* [Exercise passage]
___

Samuel Butler records near misses from drowning
These while attempting to cross Canterbury rivers in flood. They can be treacherous. Sometimes they rise rapidly, and flash floods have taken lives not only in the days of the early European settlement but also through to the present day. A theology of nature must take into account water both in a symbolic, theological sense, but also in a modern scientific sense.
Water not only features prominently in the first chapter of the first book of the Bible, but has equal prominence in the last chapter of the last book. In Revelation we hear of the “river of the water of life, bright as crystal” leading to the tree of life. Jesus refers to himself as ‘living water’ in John 4:10. Clearly, in the Bible world water is symbolic of many ideas and qualities. Among these are:
• a symbol of purity;
• a symbol of powerful forces;
• a symbol of hospitality.
It is not surprising, therefore, that water was regarded as a sacred gift of God. The scientist unmoved by the Biblical miracle of water can only be astonished at its scientific uniqueness.
It was said in the traditions of the rabbis that when God separated the waters above from the waters below, each one wept for the other. It is also interesting that the water was there in Creation before order came from chaos. In Hebrew there is an interesting pair of words, tohu, v’bohu, that describe the chaos as without form and void. Tohu v’bohu has an onomatopoeic quality that the English void echoes. It hints at being lost and alone on a fathomless ocean.

___

Stored data:
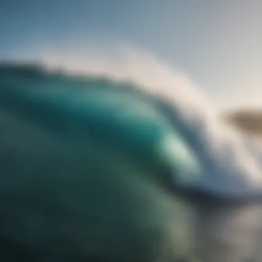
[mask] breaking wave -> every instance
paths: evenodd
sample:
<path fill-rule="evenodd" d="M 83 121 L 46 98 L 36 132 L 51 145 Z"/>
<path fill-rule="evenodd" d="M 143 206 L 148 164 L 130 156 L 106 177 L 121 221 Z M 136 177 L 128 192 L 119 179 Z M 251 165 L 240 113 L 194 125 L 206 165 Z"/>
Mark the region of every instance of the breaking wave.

___

* [To do]
a. Copy the passage on water, starting with "It was said" and going on through "a fathomless ocean.".
b. List every quality or idea that the passage on water says water symbolizes in the Bible world.
c. Pick up the passage on water after its last sentence and write the next few sentences.

* [Task responses]
a.
It was said in the traditions of the rabbis that when God separated the waters above from the waters below, each one wept for the other. It is also interesting that the water was there in Creation before order came from chaos. In Hebrew there is an interesting pair of words, tohu, v’bohu, that describe the chaos as without form and void. Tohu v’bohu has an onomatopoeic quality that the English void echoes. It hints at being lost and alone on a fathomless ocean.

b.
purity
powerful forces
hospitality

c.
In fact, the people of the Tanach feared the destructive power of stormy seas. They were not sea-faring people, unlike their very close neighbours the Philistines. A few, however, sailed as traders during the prosperous times of King David and his son Solomon. On the whole, the Jewish people had a fear of the ocean, such as could only be conveyed in mythical terms.
Why was that? Just as they remembered Adam and Eve so also they recalled terrible events from a far distant past. In Genesis 1:21 we read that God created the great sea-monsters, and later on read of Noah’s Ark and the great Flood. Eventually in the books of Daniel and Revelation we read of worse sea monsters. Water was both holy and terrifying.
What kind of God sends a universal Flood? Is God the author of both good and evil? Because it was scarce it was precious. Looking back on it, it was no wonder that God thought his Creation of water was a rather good idea. Absolutely necessary for biological life on Earth, yet, equally, the substance by which the disorder and chaos was transformed into pattern and order. Water, to the Hebrews, was thus symbolic of great power. Water was capable of both dividing the Creation and being divided. Only light and water are viewed this way in Genesis.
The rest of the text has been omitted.